Instructions to follow
Reproduce only the rows from the line with "Annotate the black" to the line with "367, 242, 575, 887", substituting "dark bird" for "black bird" and leaving everything else unchanged.
::::::::::
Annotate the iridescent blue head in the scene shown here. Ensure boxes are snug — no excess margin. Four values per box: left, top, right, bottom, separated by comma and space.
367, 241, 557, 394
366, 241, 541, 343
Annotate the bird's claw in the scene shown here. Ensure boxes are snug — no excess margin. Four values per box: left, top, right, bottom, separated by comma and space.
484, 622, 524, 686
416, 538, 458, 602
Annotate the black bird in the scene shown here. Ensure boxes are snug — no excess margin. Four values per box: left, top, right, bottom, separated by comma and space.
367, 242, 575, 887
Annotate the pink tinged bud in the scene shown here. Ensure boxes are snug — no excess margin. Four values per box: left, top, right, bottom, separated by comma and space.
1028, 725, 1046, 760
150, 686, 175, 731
::::::::::
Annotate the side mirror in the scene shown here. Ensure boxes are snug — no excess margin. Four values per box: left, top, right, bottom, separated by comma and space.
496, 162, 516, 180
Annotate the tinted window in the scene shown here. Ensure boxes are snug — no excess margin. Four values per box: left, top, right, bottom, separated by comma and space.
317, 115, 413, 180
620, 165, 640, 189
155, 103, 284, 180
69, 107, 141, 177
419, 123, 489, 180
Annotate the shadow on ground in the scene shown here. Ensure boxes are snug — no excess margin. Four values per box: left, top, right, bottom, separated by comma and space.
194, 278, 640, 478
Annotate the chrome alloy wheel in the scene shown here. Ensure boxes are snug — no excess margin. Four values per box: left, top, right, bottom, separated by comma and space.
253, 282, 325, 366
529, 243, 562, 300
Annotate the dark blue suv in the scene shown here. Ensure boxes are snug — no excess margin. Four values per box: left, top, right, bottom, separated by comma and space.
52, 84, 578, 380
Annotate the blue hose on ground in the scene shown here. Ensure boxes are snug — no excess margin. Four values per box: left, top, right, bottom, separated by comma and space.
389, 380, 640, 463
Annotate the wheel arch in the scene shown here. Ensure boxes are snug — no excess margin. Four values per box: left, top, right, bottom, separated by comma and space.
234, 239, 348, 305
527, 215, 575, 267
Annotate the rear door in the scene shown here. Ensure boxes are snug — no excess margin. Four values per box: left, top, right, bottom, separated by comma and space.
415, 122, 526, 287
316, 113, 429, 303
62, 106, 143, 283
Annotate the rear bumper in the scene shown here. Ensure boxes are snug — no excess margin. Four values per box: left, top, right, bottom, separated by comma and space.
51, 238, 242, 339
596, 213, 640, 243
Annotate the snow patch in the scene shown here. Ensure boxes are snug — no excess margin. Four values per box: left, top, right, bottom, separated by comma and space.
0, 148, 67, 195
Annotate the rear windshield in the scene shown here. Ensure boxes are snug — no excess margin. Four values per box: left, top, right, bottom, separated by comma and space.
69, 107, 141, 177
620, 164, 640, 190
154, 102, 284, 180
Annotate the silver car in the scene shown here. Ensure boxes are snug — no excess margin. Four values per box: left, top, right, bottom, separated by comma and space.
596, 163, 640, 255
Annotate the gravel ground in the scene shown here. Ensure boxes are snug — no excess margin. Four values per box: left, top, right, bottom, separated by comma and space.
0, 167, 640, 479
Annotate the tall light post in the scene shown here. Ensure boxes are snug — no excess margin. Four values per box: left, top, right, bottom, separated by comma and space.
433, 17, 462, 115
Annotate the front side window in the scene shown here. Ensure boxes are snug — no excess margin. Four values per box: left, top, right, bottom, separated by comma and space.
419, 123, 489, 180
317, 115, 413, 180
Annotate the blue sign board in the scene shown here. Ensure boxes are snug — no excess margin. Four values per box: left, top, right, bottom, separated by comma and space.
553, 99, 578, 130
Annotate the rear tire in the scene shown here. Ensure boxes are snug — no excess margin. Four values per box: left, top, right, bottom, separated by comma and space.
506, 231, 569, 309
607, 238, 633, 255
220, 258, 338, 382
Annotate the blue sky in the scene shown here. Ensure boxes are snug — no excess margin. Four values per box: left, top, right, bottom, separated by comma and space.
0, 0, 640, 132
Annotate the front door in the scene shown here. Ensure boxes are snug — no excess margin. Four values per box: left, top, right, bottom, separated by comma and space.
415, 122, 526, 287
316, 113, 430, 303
::::::::::
Solution to the exercise
Annotate the dark bird in the scene shown here. Ensure boxes are snug — no excess margin. Four values per box: left, top, right, bottom, separated by comma and space.
367, 242, 575, 887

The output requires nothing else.